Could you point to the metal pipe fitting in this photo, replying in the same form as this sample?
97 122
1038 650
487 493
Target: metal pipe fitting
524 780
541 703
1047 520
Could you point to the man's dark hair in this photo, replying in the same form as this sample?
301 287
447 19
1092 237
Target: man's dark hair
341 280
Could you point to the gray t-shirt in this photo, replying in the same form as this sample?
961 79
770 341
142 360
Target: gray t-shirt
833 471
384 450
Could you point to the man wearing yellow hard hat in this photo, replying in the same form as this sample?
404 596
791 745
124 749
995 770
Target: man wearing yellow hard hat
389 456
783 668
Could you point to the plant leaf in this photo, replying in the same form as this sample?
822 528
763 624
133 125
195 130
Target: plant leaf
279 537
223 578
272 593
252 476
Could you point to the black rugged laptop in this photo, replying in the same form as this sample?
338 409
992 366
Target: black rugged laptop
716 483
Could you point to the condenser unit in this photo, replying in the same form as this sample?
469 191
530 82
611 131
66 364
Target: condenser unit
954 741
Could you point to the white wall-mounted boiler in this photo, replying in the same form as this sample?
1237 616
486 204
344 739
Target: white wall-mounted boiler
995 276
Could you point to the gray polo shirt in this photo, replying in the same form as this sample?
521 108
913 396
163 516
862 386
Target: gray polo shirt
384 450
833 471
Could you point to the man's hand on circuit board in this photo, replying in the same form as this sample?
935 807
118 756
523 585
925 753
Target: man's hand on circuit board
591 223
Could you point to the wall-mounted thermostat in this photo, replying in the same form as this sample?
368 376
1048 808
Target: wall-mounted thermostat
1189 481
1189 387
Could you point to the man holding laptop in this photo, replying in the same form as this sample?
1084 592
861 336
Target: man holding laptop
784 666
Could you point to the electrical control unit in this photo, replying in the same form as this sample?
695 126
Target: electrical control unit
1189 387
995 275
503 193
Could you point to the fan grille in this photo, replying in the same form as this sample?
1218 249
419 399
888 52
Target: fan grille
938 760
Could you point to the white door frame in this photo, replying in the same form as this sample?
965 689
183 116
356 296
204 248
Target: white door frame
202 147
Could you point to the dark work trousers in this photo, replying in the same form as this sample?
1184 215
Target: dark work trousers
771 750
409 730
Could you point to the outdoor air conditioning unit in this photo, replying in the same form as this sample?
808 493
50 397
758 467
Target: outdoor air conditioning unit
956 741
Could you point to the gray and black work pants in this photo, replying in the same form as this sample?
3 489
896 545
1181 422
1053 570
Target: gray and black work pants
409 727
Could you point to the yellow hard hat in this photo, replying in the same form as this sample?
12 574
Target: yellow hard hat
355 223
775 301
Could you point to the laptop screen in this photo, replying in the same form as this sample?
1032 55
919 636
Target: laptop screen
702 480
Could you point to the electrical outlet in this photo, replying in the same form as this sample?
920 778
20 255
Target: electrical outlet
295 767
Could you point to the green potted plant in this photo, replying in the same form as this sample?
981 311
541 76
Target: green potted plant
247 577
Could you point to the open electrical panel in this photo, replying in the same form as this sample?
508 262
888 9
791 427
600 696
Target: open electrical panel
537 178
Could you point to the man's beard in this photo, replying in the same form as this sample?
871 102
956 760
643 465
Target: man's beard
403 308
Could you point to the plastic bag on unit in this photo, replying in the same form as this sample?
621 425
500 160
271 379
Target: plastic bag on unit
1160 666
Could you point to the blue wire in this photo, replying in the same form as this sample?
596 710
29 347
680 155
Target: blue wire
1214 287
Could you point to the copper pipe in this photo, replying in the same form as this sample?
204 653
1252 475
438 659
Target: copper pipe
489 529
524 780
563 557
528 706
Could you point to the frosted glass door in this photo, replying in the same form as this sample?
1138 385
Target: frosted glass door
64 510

____

Copy out all of the lines above exactly.

Could you point to the metal pipe fitting in this photo, replying in the same form as this sample?
97 122
1038 650
487 493
Target: metal pipe fitting
524 780
541 703
1047 520
Could you point to the man's dark hair in this photo, replying in the same form as this sample?
301 287
447 19
1092 237
Target: man's dark hair
341 280
Could you point to the gray t-shirt in this photo, replying in the same form as this sample?
961 79
770 341
142 360
Target: gray t-shirt
833 471
384 450
Could you point to the man wearing yellow hard hat in this photo, replying in the same form as this sample?
404 596
791 745
124 749
995 770
Target: man wearing yellow hard hat
389 456
783 668
Could you point to the plant leaf in this photo, replying in the same form as this sample?
822 528
763 624
133 125
195 130
Target: plant leaf
279 537
223 578
272 593
252 476
Could you point to the black rugged laptop in this photo, replying in the same form as this sample?
338 409
992 366
Target: black rugged laptop
716 483
Could you point to the condenser unit in this photo, replying in the same form as this sample?
469 191
530 82
611 131
66 364
Target: condenser unit
954 741
Could you point to the white wall-mounted boiler in this photo, replying in the same form as this sample?
1237 616
486 204
344 739
Target: white wall-mounted boiler
995 276
Could you point to the gray polo shirt in this photo, replying in the same form as this sample?
521 108
913 396
163 516
862 386
Target: gray polo shirt
384 450
833 471
Could you point to the man's hand on circuit board in this photo, replying in the same form as this sample?
935 807
118 756
523 585
925 753
Target: man's hand on circuit board
591 223
Could you point to the wall-mounted thermostat in this photo, replying in the same form as this sample?
368 376
1048 808
Target: wall-mounted thermostat
1189 481
1189 387
Could you point to the man holding laptop in this photo, replying in the same form as this sample?
1084 592
861 336
Target: man holding laptop
784 666
Could you point to the electrical control unit in this photo, replying in the same form as this sample?
695 126
Target: electrical control unit
1189 387
995 275
503 193
Could you point to the fan grille in this photo, replying in the same form as this sample?
1218 249
419 399
888 52
Target: fan grille
938 760
Could you point to the white door frame in this photo, replying in the same form as this sample?
965 689
183 116
356 296
204 248
Target: white door frame
202 147
Could you point to the dark work trousers in this photo, replying in the same form as this sample?
1184 215
Target: dark work trousers
771 750
409 730
Could you point to the outdoor air conditioning unit in this photo, replying in the same form as this sample?
808 493
50 397
758 467
Target: outdoor air conditioning unit
956 741
Could you point to the gray and black work pants in this photo, replying in the same form as this sample?
3 489
896 545
1181 422
1053 570
Target: gray and black work pants
409 727
Could you point to the yellow hard hat in this photo, replying in the same form as this sample?
12 574
Target: yellow hard hat
355 223
775 301
Could you point to the laptop screen in this photo, replying in the same form as this sample?
1032 55
919 636
Target: laptop screen
702 480
Could you point to the electrical outlet in this photo, replying in the same form as this sample?
920 778
20 255
Target: electrical outlet
295 767
Could you point to the green potted plant in this photo, replying in the same form as this sample?
981 311
541 76
Target: green potted plant
247 577
Could you point to the open electrical panel in this photo, replying in the same form as this sample?
508 262
888 9
791 427
600 696
Target: open electrical panel
537 178
Could you point to the man's beard in this photo, replying in the same form as this sample?
871 102
956 760
643 465
Target: man's beard
403 308
Could you point to the plastic bag on unit in this photo, replying in the same form as this sample?
621 425
500 160
271 379
Target: plastic bag on unit
1160 666
Could you point to the blue wire in this photo, replying in the same form as this sample?
596 710
29 347
680 155
Target: blue wire
1214 287
Could you point to the copper pipe in this photo, replying in the same form as this sample?
204 653
1252 475
438 659
Target: copper pipe
489 529
524 780
563 557
528 706
Could you point to the frosted glass door in this photo, replying in the same form as this sample?
1138 385
Target: frosted glass door
64 510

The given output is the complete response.